What you are asked to do: Extract every line of the listing below that contains the string "belt", and reproduce each such line unchanged.
******
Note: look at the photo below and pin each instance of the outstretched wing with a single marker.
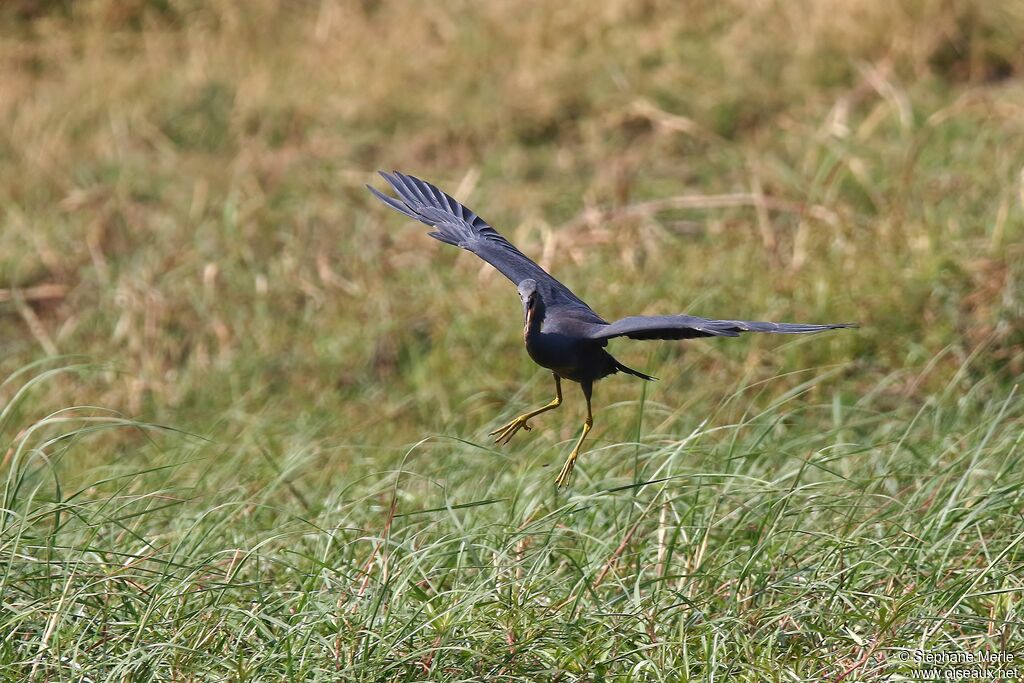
(457, 224)
(690, 327)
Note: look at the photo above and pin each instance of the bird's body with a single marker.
(560, 331)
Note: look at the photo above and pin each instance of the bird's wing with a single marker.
(457, 224)
(690, 327)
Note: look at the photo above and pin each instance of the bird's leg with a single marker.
(563, 477)
(503, 434)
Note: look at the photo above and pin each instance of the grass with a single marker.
(245, 411)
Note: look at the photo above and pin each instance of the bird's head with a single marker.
(532, 306)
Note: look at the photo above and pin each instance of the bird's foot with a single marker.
(504, 434)
(563, 477)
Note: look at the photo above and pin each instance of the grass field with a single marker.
(244, 407)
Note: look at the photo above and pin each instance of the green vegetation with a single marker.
(244, 419)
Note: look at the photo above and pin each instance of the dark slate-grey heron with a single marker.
(561, 332)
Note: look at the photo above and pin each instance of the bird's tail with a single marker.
(629, 371)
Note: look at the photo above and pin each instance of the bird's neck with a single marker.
(535, 317)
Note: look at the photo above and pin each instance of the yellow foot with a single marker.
(503, 434)
(563, 477)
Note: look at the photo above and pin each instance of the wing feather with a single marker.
(459, 225)
(691, 327)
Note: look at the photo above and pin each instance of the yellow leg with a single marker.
(503, 434)
(563, 477)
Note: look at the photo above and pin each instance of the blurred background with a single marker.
(185, 229)
(182, 194)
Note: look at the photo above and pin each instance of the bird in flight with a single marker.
(561, 332)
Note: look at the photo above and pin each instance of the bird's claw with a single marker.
(563, 477)
(504, 434)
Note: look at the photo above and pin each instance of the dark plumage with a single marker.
(561, 332)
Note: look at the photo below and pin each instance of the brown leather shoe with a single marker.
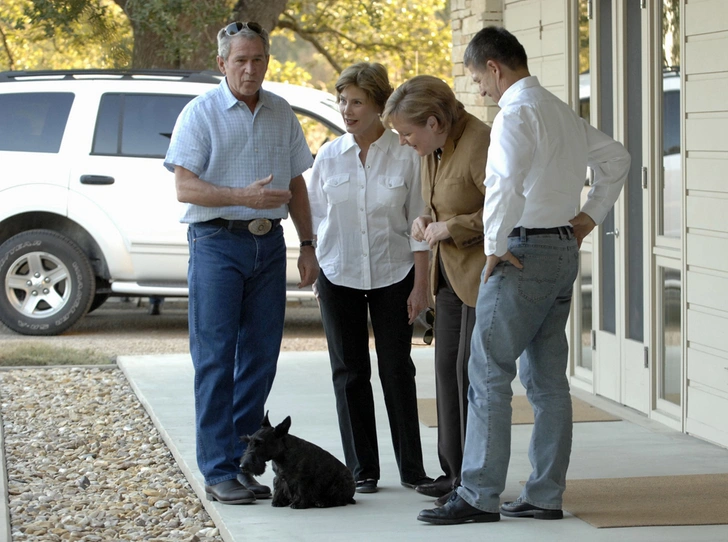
(259, 490)
(229, 492)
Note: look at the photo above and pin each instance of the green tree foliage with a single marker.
(96, 36)
(407, 36)
(671, 34)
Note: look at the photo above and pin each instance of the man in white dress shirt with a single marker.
(537, 160)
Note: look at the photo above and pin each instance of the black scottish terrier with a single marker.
(305, 475)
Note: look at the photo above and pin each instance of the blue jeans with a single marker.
(237, 298)
(521, 313)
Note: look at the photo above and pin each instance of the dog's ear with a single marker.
(283, 427)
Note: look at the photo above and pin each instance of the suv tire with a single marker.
(51, 272)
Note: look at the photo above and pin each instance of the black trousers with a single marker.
(344, 315)
(454, 322)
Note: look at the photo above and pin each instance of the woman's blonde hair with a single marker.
(371, 77)
(420, 98)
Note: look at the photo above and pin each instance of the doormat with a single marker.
(694, 499)
(522, 412)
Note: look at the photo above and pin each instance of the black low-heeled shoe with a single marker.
(366, 486)
(521, 509)
(229, 492)
(456, 511)
(414, 485)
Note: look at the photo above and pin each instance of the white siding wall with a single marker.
(706, 145)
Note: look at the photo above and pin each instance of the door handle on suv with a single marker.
(96, 179)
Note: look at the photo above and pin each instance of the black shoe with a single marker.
(259, 490)
(421, 482)
(366, 486)
(521, 509)
(457, 511)
(442, 501)
(229, 492)
(436, 488)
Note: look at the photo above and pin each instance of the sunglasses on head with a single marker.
(234, 28)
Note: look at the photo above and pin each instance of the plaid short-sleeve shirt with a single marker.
(222, 142)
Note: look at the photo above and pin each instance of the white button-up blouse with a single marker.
(363, 213)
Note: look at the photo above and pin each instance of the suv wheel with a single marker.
(47, 282)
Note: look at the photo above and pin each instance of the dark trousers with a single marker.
(454, 322)
(344, 316)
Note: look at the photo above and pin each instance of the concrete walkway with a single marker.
(303, 390)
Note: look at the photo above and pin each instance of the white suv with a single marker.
(87, 210)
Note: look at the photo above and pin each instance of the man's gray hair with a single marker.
(224, 41)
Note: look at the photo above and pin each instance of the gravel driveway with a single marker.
(84, 460)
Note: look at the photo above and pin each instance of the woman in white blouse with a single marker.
(365, 193)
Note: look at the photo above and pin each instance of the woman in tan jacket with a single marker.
(453, 147)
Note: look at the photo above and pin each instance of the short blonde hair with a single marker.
(420, 98)
(371, 77)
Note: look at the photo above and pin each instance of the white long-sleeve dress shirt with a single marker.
(363, 213)
(537, 162)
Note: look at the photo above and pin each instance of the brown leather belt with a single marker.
(257, 226)
(560, 230)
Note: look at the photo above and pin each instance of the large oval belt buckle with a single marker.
(260, 226)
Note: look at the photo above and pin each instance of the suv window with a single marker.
(315, 131)
(136, 124)
(33, 122)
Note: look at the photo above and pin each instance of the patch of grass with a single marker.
(39, 354)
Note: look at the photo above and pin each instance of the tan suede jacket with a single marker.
(453, 190)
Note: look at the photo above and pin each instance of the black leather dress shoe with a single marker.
(414, 485)
(520, 509)
(436, 488)
(259, 490)
(442, 501)
(229, 492)
(456, 511)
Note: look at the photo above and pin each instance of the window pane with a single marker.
(106, 138)
(148, 122)
(671, 189)
(316, 132)
(33, 122)
(585, 324)
(671, 332)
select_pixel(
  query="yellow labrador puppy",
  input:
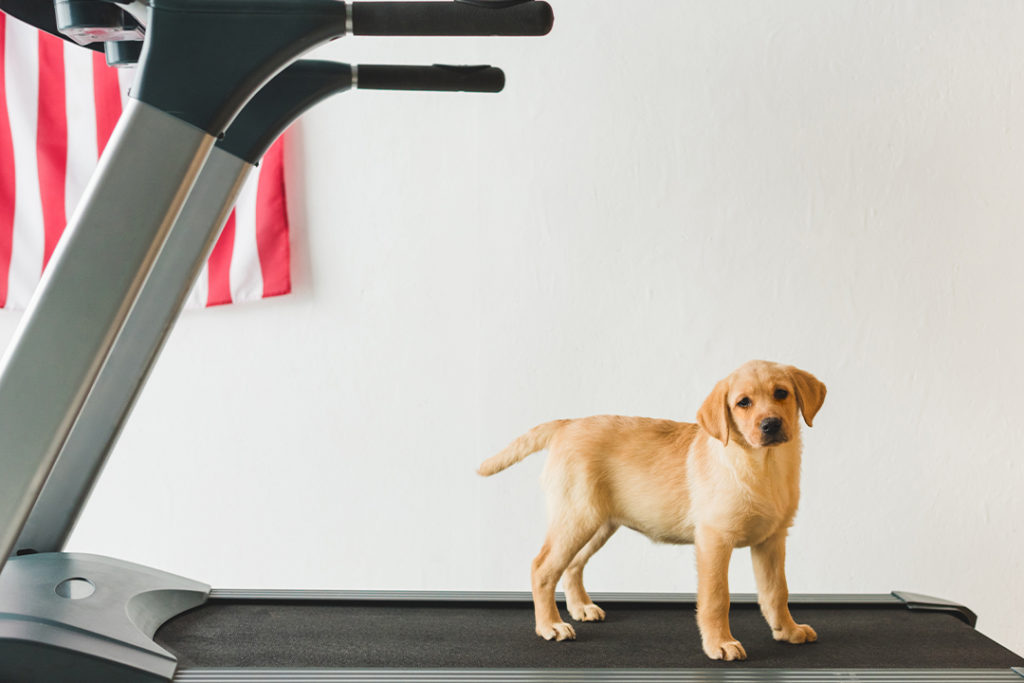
******
Response:
Note: look at the photo above and pin each instance of the brown leather belt with a single marker.
Note: look at the photo above and pin each instance of the large oval belt buckle with a single marker.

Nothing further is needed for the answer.